THE PROBLEM —
Copy the rows below word for word, from the very first line down through the line that contains "630 695 L 644".

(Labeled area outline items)
[START]
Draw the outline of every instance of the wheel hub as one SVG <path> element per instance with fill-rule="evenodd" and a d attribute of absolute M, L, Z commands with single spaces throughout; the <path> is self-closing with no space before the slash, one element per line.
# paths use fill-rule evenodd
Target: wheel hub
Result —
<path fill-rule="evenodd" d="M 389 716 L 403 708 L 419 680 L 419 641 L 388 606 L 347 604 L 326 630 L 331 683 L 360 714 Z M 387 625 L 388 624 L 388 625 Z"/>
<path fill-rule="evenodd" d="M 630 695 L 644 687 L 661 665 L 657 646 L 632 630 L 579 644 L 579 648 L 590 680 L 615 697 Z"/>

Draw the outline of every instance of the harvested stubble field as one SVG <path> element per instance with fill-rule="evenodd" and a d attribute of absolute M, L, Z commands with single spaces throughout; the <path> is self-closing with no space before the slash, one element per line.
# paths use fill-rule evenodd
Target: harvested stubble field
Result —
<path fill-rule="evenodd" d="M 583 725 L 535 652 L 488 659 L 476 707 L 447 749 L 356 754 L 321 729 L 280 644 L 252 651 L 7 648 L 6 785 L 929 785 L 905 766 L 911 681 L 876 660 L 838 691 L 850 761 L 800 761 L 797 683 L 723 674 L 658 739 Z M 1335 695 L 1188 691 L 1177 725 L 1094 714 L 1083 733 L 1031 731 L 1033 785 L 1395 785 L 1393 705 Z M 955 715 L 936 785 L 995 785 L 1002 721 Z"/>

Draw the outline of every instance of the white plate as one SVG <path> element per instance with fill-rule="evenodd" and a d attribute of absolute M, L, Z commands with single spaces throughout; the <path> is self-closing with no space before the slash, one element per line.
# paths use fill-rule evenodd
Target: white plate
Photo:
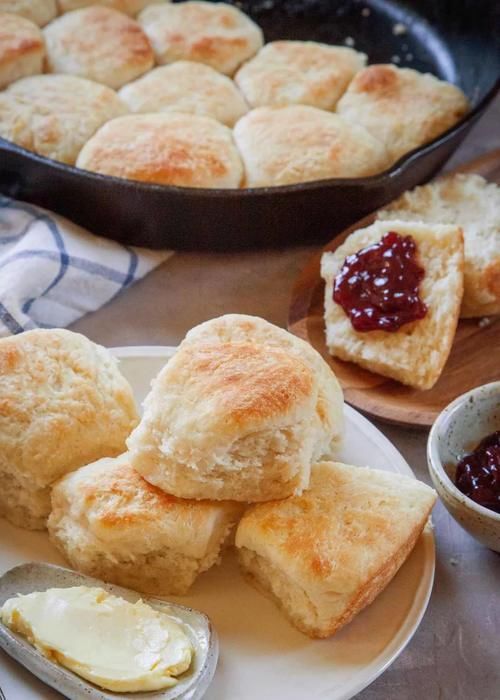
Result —
<path fill-rule="evenodd" d="M 120 367 L 141 402 L 172 348 L 116 348 Z M 357 411 L 345 407 L 340 459 L 412 474 L 393 445 Z M 0 520 L 0 573 L 26 561 L 64 561 L 41 532 Z M 379 676 L 417 629 L 434 578 L 434 538 L 425 531 L 408 561 L 377 600 L 331 639 L 297 632 L 273 603 L 245 583 L 232 555 L 172 598 L 202 610 L 219 635 L 220 657 L 206 700 L 348 700 Z M 6 700 L 60 698 L 2 653 L 0 686 Z M 1 697 L 1 692 L 0 692 Z M 133 695 L 131 695 L 133 698 Z"/>

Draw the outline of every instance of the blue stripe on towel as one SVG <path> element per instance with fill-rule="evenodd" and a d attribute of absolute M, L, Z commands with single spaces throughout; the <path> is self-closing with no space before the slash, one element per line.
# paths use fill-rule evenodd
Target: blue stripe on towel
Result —
<path fill-rule="evenodd" d="M 42 215 L 38 219 L 39 221 L 42 221 L 43 223 L 47 224 L 54 241 L 56 243 L 57 249 L 59 250 L 59 272 L 57 275 L 54 277 L 52 282 L 49 284 L 49 286 L 44 289 L 44 291 L 39 295 L 39 297 L 33 297 L 32 299 L 28 299 L 27 301 L 24 302 L 23 304 L 23 312 L 27 314 L 29 310 L 31 309 L 32 304 L 37 300 L 37 298 L 44 297 L 46 294 L 50 292 L 51 289 L 53 289 L 56 284 L 58 284 L 64 275 L 66 274 L 66 271 L 68 269 L 69 265 L 69 255 L 66 252 L 66 248 L 64 246 L 64 241 L 62 239 L 61 234 L 59 233 L 59 229 L 55 225 L 55 223 L 52 221 L 52 219 L 47 216 L 47 215 Z"/>
<path fill-rule="evenodd" d="M 11 333 L 22 333 L 24 328 L 16 321 L 14 316 L 0 303 L 0 321 Z"/>

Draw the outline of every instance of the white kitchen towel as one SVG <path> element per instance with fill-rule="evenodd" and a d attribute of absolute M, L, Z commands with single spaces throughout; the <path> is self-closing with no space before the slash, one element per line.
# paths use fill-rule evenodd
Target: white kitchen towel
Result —
<path fill-rule="evenodd" d="M 68 326 L 170 255 L 100 238 L 0 195 L 0 336 Z"/>

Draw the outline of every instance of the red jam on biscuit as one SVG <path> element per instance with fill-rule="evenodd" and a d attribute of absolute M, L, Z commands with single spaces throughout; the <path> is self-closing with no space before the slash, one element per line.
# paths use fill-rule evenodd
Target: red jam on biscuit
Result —
<path fill-rule="evenodd" d="M 349 255 L 334 280 L 333 300 L 356 331 L 398 331 L 427 313 L 419 295 L 425 271 L 411 236 L 389 231 L 373 245 Z"/>

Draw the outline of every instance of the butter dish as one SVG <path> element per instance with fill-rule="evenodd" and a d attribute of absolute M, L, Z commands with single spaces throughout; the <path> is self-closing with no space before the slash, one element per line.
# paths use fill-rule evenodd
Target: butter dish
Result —
<path fill-rule="evenodd" d="M 178 683 L 155 692 L 117 693 L 106 691 L 80 678 L 60 664 L 50 661 L 35 649 L 24 637 L 15 634 L 0 624 L 0 647 L 12 658 L 25 666 L 42 681 L 63 693 L 69 700 L 111 700 L 116 698 L 198 700 L 214 676 L 218 658 L 216 633 L 208 617 L 191 608 L 167 603 L 158 598 L 148 598 L 120 586 L 104 583 L 69 569 L 51 564 L 28 563 L 17 566 L 0 578 L 0 606 L 18 593 L 27 594 L 49 588 L 73 586 L 97 586 L 108 593 L 135 603 L 142 599 L 153 609 L 171 617 L 183 627 L 193 648 L 191 667 L 183 673 Z"/>

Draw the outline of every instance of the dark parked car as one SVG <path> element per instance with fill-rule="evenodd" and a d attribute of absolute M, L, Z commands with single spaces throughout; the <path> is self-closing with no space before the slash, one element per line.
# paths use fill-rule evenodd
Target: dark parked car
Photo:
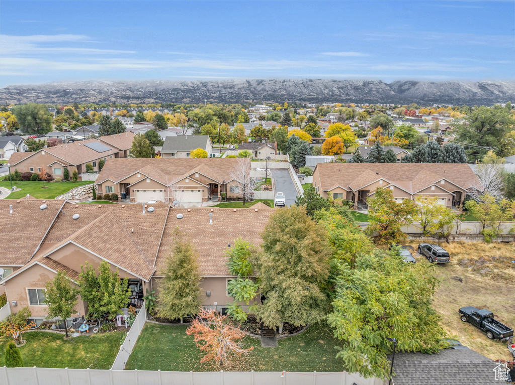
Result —
<path fill-rule="evenodd" d="M 438 245 L 421 243 L 419 245 L 418 252 L 429 260 L 431 263 L 447 263 L 451 260 L 449 253 Z"/>
<path fill-rule="evenodd" d="M 462 307 L 458 311 L 464 322 L 469 322 L 486 333 L 491 340 L 509 340 L 513 336 L 513 329 L 510 329 L 493 317 L 489 310 L 478 310 L 473 306 Z"/>

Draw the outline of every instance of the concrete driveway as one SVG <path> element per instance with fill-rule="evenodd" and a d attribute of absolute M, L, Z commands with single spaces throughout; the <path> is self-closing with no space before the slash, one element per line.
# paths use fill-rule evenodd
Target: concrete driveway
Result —
<path fill-rule="evenodd" d="M 272 177 L 276 183 L 276 193 L 284 193 L 286 198 L 285 206 L 290 206 L 295 204 L 297 199 L 297 189 L 295 182 L 290 176 L 289 172 L 286 169 L 276 169 L 272 170 Z"/>

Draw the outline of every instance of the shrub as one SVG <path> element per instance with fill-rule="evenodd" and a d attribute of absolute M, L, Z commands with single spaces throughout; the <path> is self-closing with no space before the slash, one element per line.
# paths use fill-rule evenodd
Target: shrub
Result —
<path fill-rule="evenodd" d="M 309 167 L 301 167 L 300 169 L 299 170 L 299 174 L 303 174 L 306 176 L 311 176 L 311 174 L 313 173 L 313 170 Z"/>

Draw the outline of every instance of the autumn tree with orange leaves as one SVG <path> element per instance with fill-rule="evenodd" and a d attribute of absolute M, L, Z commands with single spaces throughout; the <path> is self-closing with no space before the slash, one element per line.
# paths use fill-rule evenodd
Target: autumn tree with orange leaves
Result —
<path fill-rule="evenodd" d="M 193 335 L 197 346 L 206 355 L 200 360 L 207 362 L 215 360 L 221 366 L 229 362 L 234 356 L 248 354 L 254 346 L 246 349 L 240 340 L 245 334 L 232 326 L 227 316 L 222 316 L 215 310 L 200 309 L 191 326 L 186 331 Z"/>

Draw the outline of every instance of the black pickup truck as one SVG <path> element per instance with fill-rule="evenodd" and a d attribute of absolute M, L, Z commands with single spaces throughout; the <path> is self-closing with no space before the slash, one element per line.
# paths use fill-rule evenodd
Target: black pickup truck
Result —
<path fill-rule="evenodd" d="M 470 322 L 486 333 L 491 340 L 509 340 L 513 336 L 513 329 L 500 322 L 489 310 L 478 310 L 473 306 L 462 307 L 458 311 L 464 322 Z"/>

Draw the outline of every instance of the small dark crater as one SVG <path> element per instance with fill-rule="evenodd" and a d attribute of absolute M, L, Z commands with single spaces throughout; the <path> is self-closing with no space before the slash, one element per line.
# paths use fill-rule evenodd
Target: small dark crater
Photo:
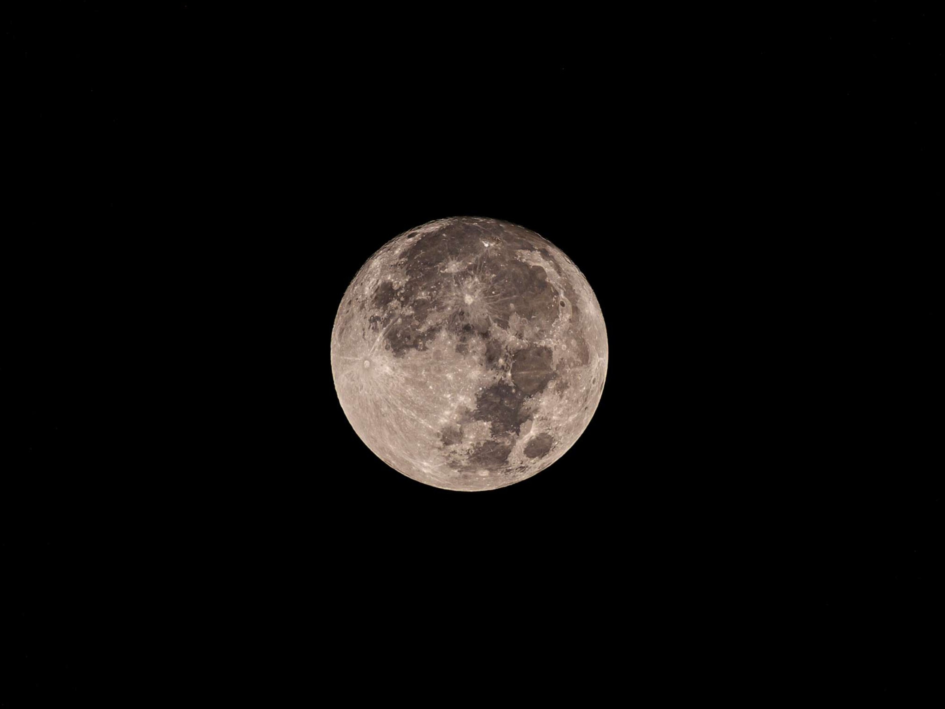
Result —
<path fill-rule="evenodd" d="M 458 425 L 449 425 L 440 429 L 439 440 L 443 445 L 455 445 L 463 441 L 463 428 Z"/>
<path fill-rule="evenodd" d="M 525 444 L 524 454 L 528 458 L 541 458 L 548 454 L 555 440 L 547 433 L 540 433 Z"/>
<path fill-rule="evenodd" d="M 541 391 L 555 375 L 551 366 L 552 352 L 548 347 L 528 347 L 515 353 L 512 361 L 512 381 L 526 394 Z"/>
<path fill-rule="evenodd" d="M 493 434 L 518 433 L 523 424 L 524 402 L 524 393 L 521 389 L 498 382 L 479 392 L 472 418 L 475 421 L 488 421 Z"/>
<path fill-rule="evenodd" d="M 506 464 L 508 460 L 508 454 L 512 452 L 512 446 L 507 443 L 500 443 L 498 441 L 483 441 L 473 446 L 472 453 L 466 458 L 467 467 L 470 469 L 486 468 L 494 470 Z"/>

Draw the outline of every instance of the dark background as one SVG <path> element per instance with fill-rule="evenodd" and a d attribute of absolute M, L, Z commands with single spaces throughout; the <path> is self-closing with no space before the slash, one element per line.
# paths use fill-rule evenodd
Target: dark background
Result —
<path fill-rule="evenodd" d="M 896 8 L 5 10 L 0 706 L 415 643 L 585 699 L 916 691 L 941 15 Z M 377 459 L 328 355 L 361 264 L 456 215 L 560 247 L 610 340 L 577 443 L 483 493 Z"/>

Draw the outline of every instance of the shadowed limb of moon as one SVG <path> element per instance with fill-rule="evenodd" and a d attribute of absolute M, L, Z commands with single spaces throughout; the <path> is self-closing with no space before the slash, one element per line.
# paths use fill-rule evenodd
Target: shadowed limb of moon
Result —
<path fill-rule="evenodd" d="M 534 232 L 477 216 L 385 244 L 332 331 L 335 387 L 357 435 L 448 490 L 505 487 L 559 458 L 593 416 L 607 359 L 577 267 Z"/>

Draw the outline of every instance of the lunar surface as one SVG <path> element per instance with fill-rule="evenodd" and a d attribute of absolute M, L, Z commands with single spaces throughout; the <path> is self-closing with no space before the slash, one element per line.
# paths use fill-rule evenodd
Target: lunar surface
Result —
<path fill-rule="evenodd" d="M 345 291 L 332 373 L 387 465 L 461 491 L 524 480 L 584 432 L 607 331 L 577 267 L 498 219 L 431 221 L 385 244 Z"/>

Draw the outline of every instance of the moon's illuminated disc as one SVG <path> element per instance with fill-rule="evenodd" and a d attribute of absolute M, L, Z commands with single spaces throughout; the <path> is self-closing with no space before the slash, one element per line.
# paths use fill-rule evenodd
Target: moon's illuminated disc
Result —
<path fill-rule="evenodd" d="M 431 221 L 385 244 L 332 331 L 341 407 L 382 460 L 449 490 L 547 468 L 587 427 L 607 330 L 556 246 L 498 219 Z"/>

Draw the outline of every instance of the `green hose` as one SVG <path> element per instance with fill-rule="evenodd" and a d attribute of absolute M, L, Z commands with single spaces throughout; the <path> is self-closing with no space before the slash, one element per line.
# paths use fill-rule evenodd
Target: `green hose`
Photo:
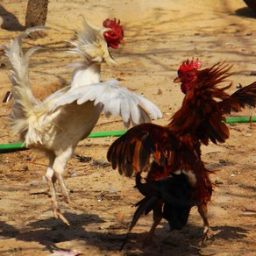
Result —
<path fill-rule="evenodd" d="M 256 122 L 256 117 L 226 117 L 226 123 L 249 123 Z M 126 131 L 106 131 L 91 132 L 88 138 L 100 138 L 100 137 L 118 137 L 124 134 Z M 9 152 L 13 150 L 26 149 L 25 143 L 11 143 L 11 144 L 0 144 L 0 153 Z"/>

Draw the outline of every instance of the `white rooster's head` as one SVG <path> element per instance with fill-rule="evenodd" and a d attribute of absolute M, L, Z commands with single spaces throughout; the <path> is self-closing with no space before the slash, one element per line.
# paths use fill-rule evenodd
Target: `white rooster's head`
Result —
<path fill-rule="evenodd" d="M 110 30 L 103 32 L 108 47 L 117 49 L 120 44 L 124 45 L 124 29 L 120 25 L 120 19 L 117 20 L 116 18 L 114 20 L 107 18 L 103 25 L 105 28 L 110 28 Z"/>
[END]
EXERCISE OUTPUT —
Draw the outline of every instance of the wheel hub as one SVG <path> element per instance with fill-rule="evenodd" and a d attribute of absolute M, L, Z commands with single spaces throughout; the <path> is self-closing with no space before the slash, one element per line.
# paths use fill-rule evenodd
Target: wheel hub
Result —
<path fill-rule="evenodd" d="M 389 716 L 403 708 L 419 680 L 419 641 L 388 606 L 347 604 L 326 630 L 331 683 L 360 714 Z M 387 625 L 388 624 L 388 625 Z"/>
<path fill-rule="evenodd" d="M 630 695 L 644 687 L 661 665 L 657 646 L 632 630 L 579 644 L 579 648 L 590 680 L 615 697 Z"/>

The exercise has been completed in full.